Aim of the task:
Scan the records for the line containing "the dog's neck". From there through the last line, write out each line exactly.

Saved entries:
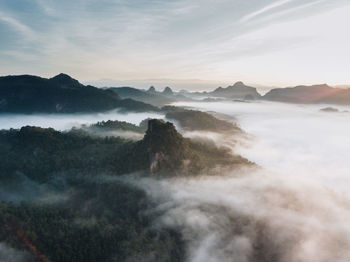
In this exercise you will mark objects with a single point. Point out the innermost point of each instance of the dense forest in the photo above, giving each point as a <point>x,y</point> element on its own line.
<point>60,94</point>
<point>66,196</point>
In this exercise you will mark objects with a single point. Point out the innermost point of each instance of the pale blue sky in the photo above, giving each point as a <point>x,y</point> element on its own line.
<point>281,43</point>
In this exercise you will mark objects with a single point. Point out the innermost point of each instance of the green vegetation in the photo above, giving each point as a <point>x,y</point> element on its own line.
<point>100,221</point>
<point>64,199</point>
<point>60,94</point>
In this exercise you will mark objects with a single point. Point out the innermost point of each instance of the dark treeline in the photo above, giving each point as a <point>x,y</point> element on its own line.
<point>64,199</point>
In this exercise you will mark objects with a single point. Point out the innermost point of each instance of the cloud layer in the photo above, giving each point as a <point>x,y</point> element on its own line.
<point>221,41</point>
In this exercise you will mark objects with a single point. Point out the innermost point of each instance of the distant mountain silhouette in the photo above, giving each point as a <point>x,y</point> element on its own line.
<point>30,94</point>
<point>239,91</point>
<point>151,96</point>
<point>167,91</point>
<point>309,95</point>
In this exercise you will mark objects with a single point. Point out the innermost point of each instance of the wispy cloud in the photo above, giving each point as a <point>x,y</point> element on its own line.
<point>263,10</point>
<point>18,26</point>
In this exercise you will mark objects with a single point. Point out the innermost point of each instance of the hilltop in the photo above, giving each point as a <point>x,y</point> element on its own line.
<point>60,94</point>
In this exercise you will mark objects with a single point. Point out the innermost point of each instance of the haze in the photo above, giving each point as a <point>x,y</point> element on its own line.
<point>280,43</point>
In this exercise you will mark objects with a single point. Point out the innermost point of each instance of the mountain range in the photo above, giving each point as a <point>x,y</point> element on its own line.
<point>60,94</point>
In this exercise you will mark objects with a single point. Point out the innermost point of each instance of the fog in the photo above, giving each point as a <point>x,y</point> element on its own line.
<point>295,207</point>
<point>67,121</point>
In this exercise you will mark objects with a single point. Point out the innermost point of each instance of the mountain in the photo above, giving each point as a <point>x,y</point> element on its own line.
<point>167,91</point>
<point>310,95</point>
<point>151,96</point>
<point>60,94</point>
<point>237,91</point>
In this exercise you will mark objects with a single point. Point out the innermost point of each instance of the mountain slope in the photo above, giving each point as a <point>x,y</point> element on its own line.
<point>30,94</point>
<point>152,97</point>
<point>310,95</point>
<point>239,91</point>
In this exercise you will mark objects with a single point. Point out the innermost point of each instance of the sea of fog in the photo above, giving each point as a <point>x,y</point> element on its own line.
<point>295,208</point>
<point>67,121</point>
<point>293,140</point>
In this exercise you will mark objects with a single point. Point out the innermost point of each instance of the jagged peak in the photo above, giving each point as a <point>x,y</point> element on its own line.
<point>167,90</point>
<point>66,80</point>
<point>151,89</point>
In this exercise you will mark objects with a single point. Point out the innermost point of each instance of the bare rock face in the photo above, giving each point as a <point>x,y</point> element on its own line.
<point>167,149</point>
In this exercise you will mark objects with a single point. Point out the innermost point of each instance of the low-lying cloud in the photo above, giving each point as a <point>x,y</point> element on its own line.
<point>67,121</point>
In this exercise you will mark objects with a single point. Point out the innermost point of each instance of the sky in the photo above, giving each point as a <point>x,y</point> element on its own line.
<point>183,43</point>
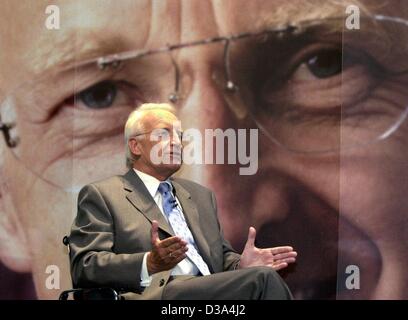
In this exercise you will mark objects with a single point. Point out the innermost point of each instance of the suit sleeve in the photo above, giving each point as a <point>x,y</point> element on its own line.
<point>231,258</point>
<point>93,260</point>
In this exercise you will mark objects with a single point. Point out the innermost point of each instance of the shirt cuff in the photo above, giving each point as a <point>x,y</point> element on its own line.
<point>144,274</point>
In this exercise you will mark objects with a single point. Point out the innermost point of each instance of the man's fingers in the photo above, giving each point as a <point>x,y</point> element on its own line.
<point>251,238</point>
<point>154,233</point>
<point>277,250</point>
<point>280,266</point>
<point>280,256</point>
<point>179,258</point>
<point>176,246</point>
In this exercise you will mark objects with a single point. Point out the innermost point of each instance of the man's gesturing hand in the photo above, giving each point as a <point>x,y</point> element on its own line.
<point>276,258</point>
<point>165,254</point>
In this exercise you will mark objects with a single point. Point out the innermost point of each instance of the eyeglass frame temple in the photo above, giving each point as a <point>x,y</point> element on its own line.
<point>5,129</point>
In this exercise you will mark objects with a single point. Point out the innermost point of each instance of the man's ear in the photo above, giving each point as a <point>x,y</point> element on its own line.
<point>14,250</point>
<point>134,147</point>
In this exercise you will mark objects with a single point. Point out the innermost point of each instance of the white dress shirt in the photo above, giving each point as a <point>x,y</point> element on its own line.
<point>184,267</point>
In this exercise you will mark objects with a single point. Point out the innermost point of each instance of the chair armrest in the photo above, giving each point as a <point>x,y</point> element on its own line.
<point>90,294</point>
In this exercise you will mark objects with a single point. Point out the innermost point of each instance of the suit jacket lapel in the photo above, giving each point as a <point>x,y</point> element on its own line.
<point>192,217</point>
<point>141,199</point>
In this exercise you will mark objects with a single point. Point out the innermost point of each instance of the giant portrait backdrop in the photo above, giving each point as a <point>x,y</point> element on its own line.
<point>296,113</point>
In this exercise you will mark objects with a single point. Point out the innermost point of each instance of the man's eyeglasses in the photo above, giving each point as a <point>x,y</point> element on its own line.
<point>160,134</point>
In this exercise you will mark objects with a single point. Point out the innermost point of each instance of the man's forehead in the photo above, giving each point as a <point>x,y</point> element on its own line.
<point>94,28</point>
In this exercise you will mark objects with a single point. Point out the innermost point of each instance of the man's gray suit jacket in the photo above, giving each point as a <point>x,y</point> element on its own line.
<point>111,233</point>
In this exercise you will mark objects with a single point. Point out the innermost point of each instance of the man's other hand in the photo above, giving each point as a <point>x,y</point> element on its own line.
<point>165,254</point>
<point>276,258</point>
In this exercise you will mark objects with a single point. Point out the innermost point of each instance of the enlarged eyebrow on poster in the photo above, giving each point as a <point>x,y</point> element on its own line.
<point>169,139</point>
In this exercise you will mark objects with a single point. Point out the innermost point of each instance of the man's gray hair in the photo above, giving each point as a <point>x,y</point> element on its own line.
<point>135,125</point>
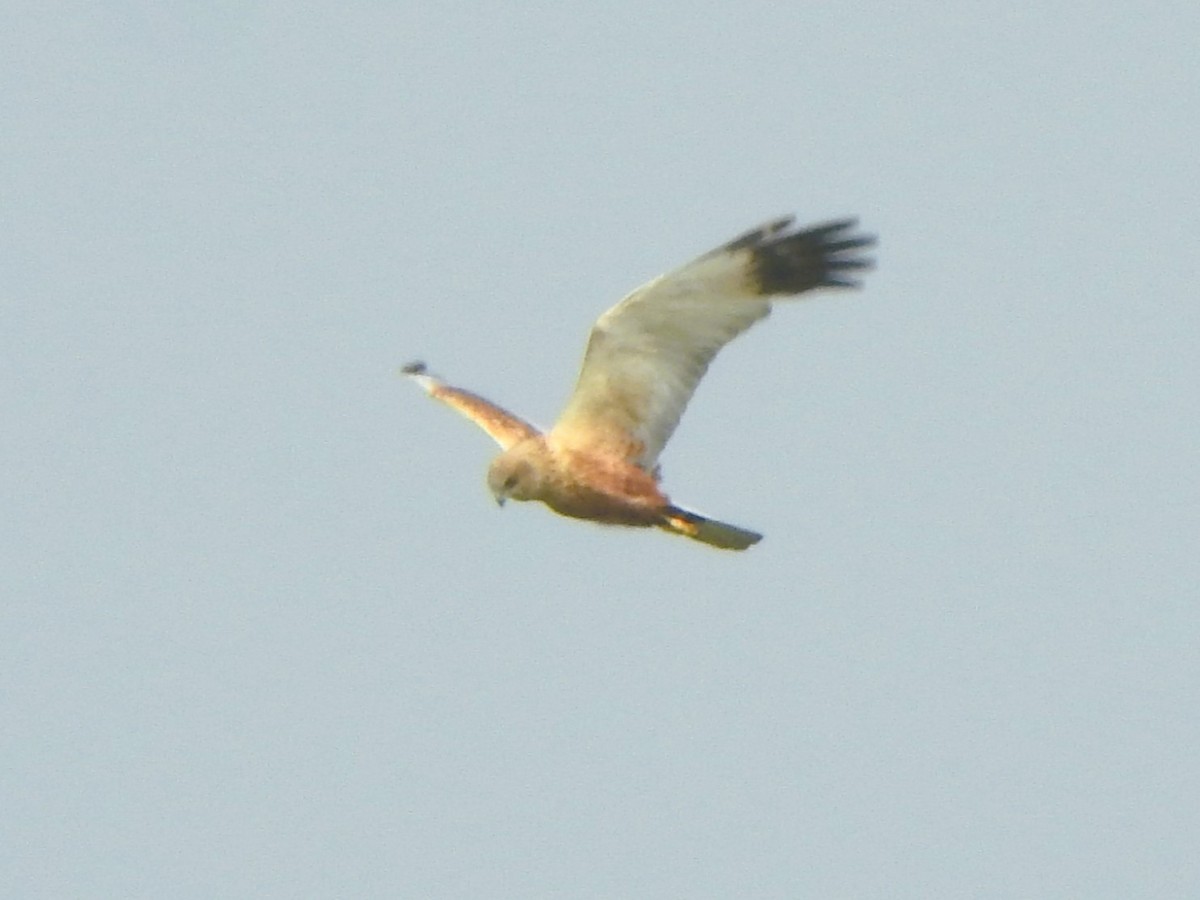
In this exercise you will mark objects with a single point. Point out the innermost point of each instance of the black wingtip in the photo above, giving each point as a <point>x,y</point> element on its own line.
<point>816,257</point>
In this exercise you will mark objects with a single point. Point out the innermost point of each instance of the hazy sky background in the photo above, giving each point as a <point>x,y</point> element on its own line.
<point>264,633</point>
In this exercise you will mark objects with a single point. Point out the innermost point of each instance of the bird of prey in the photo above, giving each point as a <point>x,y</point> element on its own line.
<point>643,360</point>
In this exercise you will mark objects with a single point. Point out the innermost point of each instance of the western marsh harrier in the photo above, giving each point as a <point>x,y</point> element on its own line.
<point>643,360</point>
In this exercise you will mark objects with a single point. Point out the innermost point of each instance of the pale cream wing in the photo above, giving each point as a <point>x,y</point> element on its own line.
<point>647,354</point>
<point>503,427</point>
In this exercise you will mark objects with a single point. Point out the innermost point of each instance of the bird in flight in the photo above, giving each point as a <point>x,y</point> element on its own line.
<point>642,364</point>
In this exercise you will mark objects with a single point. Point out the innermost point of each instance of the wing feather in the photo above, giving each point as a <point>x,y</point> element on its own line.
<point>647,354</point>
<point>503,427</point>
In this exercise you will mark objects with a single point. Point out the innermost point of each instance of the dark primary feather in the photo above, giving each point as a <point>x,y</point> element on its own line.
<point>792,262</point>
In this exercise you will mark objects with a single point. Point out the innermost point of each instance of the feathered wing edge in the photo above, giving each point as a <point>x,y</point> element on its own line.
<point>499,424</point>
<point>708,531</point>
<point>635,381</point>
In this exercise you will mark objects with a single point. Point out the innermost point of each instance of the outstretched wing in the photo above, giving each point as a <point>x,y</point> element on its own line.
<point>647,354</point>
<point>504,427</point>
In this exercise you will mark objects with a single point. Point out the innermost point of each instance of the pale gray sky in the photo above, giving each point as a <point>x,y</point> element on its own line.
<point>264,633</point>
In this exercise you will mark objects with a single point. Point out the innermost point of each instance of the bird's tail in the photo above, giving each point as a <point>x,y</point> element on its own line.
<point>707,531</point>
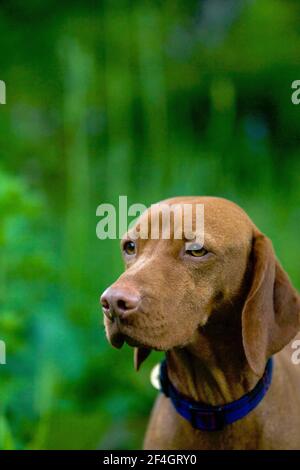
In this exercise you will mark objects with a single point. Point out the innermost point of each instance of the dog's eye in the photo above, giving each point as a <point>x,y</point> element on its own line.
<point>196,251</point>
<point>129,248</point>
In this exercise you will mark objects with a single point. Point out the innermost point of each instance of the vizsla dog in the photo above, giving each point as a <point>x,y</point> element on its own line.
<point>220,312</point>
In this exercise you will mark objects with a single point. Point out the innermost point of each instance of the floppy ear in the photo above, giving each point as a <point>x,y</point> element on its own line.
<point>139,356</point>
<point>271,314</point>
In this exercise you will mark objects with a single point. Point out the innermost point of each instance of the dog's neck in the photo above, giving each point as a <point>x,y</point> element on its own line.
<point>212,369</point>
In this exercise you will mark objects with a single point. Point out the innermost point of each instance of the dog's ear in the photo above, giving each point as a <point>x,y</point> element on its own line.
<point>139,356</point>
<point>271,314</point>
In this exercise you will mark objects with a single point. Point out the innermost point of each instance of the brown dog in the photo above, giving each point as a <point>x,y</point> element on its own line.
<point>219,312</point>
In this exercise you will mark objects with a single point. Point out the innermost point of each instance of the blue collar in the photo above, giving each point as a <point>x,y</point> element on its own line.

Result for this exercise:
In this exercise you will mark objects with a single point. Point out the innermost point of each instance of the dog's neck in the photo above, giving each point as a <point>x,y</point> element on its own line.
<point>212,369</point>
In this exercise you will mark objects with a single point. Point out the innermost point of each instance of the dog's ear in the photo above, giving each point as a <point>x,y</point> element on its own line.
<point>139,356</point>
<point>271,314</point>
In this exercise you will mark objects with a single point. Point out the innermost point of each instance of the brown dog in the photo above, giving each point as a <point>x,y</point> element on its own line.
<point>219,312</point>
In this exercise you will mark objects with a single point. Point out the innermost point of each instance of the blue collar in the photo above, giving each point as a <point>x,y</point> element on its own line.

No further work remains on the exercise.